* [SET TASK]: Render the lines below, from the line containing "Query: which element in this UI is the shrub" up to and including the line containing "[0,252,353,392]", as a Markdown table with a Number column counting the rows and a Line column holding each line, omitting blank lines.

* [GIVEN ENTRIES]:
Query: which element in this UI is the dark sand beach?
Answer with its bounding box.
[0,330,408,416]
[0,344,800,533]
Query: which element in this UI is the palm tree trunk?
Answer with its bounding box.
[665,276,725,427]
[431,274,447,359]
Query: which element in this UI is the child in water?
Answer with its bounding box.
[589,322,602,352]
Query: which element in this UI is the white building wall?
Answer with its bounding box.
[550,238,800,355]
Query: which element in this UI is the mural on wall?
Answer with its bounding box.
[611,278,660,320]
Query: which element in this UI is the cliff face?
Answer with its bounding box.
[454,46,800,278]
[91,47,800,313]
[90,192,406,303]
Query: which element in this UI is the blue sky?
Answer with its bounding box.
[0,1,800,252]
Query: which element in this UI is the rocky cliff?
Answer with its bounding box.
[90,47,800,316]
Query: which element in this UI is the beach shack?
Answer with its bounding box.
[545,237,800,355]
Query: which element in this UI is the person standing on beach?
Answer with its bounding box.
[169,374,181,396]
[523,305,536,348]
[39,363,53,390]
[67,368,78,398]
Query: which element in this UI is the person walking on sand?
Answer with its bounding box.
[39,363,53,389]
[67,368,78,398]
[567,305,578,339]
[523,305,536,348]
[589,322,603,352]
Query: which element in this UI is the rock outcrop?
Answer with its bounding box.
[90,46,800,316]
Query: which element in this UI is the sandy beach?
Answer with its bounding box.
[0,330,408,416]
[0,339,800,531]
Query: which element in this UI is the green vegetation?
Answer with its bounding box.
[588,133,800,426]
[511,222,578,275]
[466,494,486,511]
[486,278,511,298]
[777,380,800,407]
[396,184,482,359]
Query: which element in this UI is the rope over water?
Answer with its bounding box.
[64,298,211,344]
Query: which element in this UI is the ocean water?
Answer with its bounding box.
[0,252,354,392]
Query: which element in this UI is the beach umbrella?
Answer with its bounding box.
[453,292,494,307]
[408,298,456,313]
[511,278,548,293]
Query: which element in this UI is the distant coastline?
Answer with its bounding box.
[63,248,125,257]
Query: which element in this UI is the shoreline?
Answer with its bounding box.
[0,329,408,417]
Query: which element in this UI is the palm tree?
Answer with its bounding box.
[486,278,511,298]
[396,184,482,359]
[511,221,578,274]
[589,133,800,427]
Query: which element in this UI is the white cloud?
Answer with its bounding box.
==
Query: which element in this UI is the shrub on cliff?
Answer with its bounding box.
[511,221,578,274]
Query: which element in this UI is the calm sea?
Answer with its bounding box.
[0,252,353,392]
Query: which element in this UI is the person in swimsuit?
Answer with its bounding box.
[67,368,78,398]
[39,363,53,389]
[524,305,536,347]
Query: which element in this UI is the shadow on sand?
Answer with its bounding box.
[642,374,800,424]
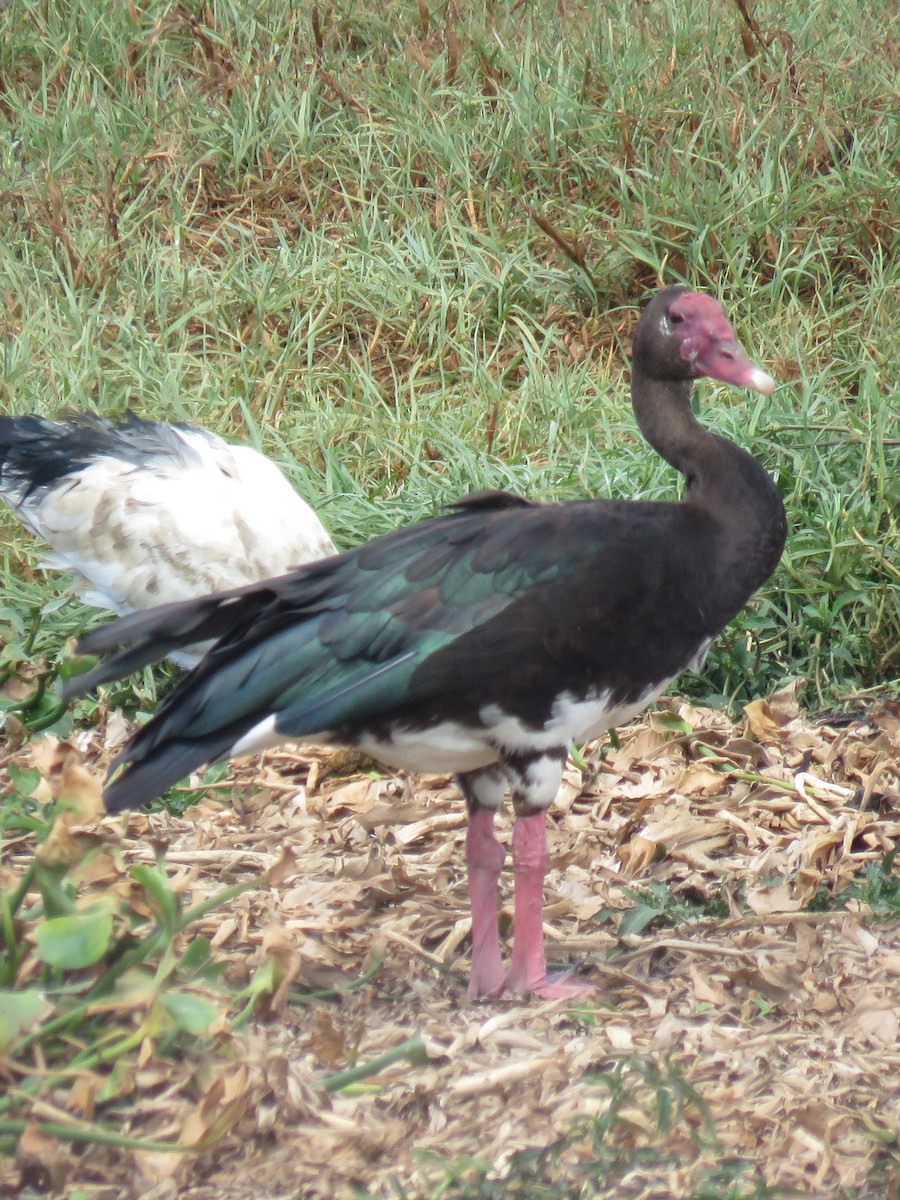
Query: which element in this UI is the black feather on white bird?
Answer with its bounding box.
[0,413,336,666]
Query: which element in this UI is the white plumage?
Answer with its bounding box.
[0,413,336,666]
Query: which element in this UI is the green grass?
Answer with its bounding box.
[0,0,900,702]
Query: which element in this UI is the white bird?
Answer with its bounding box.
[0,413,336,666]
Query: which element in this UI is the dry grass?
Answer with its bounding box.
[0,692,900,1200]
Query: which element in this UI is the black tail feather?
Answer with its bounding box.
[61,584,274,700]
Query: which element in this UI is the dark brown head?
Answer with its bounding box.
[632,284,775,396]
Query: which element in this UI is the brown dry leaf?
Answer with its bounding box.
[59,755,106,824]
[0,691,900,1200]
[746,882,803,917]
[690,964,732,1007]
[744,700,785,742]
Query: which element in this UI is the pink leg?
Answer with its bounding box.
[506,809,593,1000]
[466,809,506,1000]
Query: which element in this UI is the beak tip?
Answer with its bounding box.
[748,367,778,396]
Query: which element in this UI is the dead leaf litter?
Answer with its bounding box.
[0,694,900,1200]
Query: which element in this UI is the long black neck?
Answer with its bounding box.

* [OUTPUT OF THE EXERCISE]:
| Number | Line |
|---|---|
| 1 | Query: which element in this UI is the shrub on cliff? |
| 2 | Answer with its bounding box. |
| 3 | [511,221,578,274] |
| 4 | Query: which element in this UI is the calm sea? |
| 5 | Answer with its bounding box. |
| 6 | [0,252,353,392] |